**** PAGE TEXT ****

We are far from understanding the genetic mechanisms that underlie treatment response in patients with RA, as demonstrated by the large proportion of the variance explained by clinical factors compared to that explained by a single SNP. The ultimate goal for genetic, laboratory, and clinical predictors of treatment response studies is personalizing treatment and medicine practice by identifying biomarkers and specific phenotypes clinically useful for improving the therapeutic strategy. The identification of individual predictors may contribute to building complex algorithms aimed at improving the prediction of a better/worse response to anti-TNF drugs and other classes of biologic therapies.
5. Conclusions
We were not able to replicate the previously reported PTPRC rs10919563 association with treatment response in our Southern European RA population.

****

**THINGS TO DO:**
A: Answer these questions from the text about treatment response in RA:
(i) What explains a larger proportion of the variance than a single SNP?
(ii) Which PTPRC variant's association with treatment response was not replicated?
(iii) In what population was the replication attempted?
B: In the text about treatment response in RA, rewrite the paragraph beginning "We are far from understanding" in a shorter form that keeps its main facts.
C: Repeat the text about treatment response in RA word for word from "5. Conclusions" to "European RA population.".

**** RECORD SET ****

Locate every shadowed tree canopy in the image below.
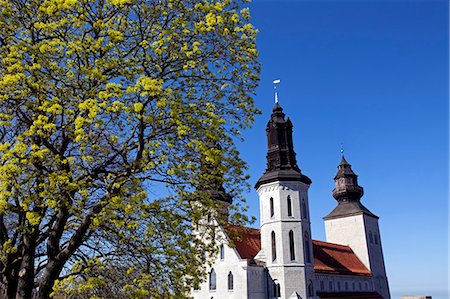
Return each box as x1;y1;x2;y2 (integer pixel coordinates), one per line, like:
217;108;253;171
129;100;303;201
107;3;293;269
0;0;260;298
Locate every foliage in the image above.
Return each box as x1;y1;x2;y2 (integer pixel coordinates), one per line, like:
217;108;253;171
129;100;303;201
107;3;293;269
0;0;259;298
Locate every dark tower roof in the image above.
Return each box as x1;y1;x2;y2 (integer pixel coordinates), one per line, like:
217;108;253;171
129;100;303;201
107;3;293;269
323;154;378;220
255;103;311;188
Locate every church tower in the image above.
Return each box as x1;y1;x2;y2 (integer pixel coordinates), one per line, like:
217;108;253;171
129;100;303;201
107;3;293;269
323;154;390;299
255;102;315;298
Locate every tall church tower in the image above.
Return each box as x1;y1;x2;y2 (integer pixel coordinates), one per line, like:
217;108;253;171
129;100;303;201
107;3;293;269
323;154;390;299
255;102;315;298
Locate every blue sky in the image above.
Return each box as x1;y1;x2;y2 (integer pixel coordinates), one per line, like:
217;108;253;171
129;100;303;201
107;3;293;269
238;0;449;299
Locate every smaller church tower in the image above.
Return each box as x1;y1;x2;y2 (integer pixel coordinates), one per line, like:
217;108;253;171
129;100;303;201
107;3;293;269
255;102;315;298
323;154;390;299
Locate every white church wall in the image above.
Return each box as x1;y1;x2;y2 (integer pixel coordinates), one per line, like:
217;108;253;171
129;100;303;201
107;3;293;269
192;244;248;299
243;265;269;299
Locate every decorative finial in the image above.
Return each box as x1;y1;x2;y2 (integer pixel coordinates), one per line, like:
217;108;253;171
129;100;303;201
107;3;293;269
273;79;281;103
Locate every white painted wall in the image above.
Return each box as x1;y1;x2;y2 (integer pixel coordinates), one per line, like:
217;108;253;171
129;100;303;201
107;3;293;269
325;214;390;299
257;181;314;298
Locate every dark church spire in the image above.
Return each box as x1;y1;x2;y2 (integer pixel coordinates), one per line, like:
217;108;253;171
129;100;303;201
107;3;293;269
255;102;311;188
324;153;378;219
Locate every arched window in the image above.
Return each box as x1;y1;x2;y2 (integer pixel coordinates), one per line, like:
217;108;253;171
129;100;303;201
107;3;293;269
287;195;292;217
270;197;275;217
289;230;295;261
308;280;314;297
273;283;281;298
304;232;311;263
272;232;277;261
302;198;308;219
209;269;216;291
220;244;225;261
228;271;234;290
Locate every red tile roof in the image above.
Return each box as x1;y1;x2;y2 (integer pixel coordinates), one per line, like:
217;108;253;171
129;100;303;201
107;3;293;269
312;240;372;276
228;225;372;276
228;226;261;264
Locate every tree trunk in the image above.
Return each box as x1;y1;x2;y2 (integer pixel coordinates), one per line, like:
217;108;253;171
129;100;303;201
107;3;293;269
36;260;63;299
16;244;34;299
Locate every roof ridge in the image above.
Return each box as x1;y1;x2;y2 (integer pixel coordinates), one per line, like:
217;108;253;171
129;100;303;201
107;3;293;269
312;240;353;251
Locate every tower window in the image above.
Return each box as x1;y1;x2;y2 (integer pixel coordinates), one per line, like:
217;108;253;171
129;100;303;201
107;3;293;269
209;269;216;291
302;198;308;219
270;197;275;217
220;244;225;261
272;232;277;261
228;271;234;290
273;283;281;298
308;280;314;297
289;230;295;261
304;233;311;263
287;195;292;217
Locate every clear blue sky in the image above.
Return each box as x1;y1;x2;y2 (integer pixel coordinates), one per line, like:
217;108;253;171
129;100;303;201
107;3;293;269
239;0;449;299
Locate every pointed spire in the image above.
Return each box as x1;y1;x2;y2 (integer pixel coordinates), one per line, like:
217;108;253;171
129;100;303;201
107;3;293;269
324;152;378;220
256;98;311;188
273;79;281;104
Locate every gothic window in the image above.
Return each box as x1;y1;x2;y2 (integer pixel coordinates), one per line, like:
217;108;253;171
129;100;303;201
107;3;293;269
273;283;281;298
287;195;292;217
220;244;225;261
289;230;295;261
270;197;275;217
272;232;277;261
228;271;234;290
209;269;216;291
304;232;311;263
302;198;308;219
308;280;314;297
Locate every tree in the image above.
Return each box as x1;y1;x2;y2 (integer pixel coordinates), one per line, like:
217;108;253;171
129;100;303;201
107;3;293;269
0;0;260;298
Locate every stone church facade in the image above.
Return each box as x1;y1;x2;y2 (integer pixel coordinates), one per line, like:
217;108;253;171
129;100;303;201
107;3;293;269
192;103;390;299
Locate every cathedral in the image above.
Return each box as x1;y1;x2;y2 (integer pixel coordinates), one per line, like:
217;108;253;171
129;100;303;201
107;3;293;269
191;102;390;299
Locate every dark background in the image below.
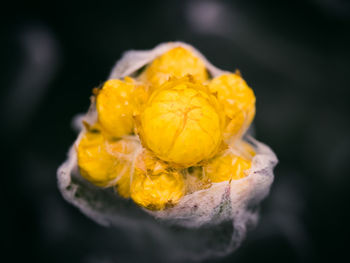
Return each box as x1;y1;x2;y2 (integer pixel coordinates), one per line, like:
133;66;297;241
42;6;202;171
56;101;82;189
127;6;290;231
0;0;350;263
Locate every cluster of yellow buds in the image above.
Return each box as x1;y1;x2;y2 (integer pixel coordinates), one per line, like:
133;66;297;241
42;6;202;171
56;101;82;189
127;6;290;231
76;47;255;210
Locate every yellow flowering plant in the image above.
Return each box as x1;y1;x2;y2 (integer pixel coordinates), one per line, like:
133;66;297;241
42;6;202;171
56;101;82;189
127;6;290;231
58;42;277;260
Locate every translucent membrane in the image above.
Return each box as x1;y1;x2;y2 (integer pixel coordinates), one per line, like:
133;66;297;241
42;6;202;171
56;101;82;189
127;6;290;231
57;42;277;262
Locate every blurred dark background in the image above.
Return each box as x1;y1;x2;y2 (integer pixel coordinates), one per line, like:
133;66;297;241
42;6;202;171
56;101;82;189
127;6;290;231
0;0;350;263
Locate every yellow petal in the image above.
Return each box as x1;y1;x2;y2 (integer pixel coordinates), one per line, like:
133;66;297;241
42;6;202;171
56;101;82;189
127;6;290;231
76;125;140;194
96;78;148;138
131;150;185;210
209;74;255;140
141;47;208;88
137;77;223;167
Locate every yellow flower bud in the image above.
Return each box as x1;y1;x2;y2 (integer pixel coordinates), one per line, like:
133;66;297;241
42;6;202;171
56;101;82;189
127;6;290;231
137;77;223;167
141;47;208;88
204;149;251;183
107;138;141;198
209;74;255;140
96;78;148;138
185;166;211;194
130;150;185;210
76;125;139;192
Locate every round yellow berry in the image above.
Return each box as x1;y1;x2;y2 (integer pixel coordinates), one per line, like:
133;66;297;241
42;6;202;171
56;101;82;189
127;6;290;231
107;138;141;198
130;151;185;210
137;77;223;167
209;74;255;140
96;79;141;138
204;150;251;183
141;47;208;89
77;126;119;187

****

**ANSWER SECTION:**
A:
(i) Clinical factors
(ii) rs10919563
(iii) A Southern European RA population

B: The genetic mechanisms behind treatment response in RA are still poorly understood, since clinical factors explain much more of the variance than a single SNP does. Studies of genetic, laboratory, and clinical predictors aim to personalize treatment by identifying clinically useful biomarkers and phenotypes. Individual predictors could help build complex algorithms that better predict response to anti-TNF drugs and other biologic therapies.

C:
5. Conclusions
We were not able to replicate the previously reported PTPRC rs10919563 association with treatment response in our Southern European RA population.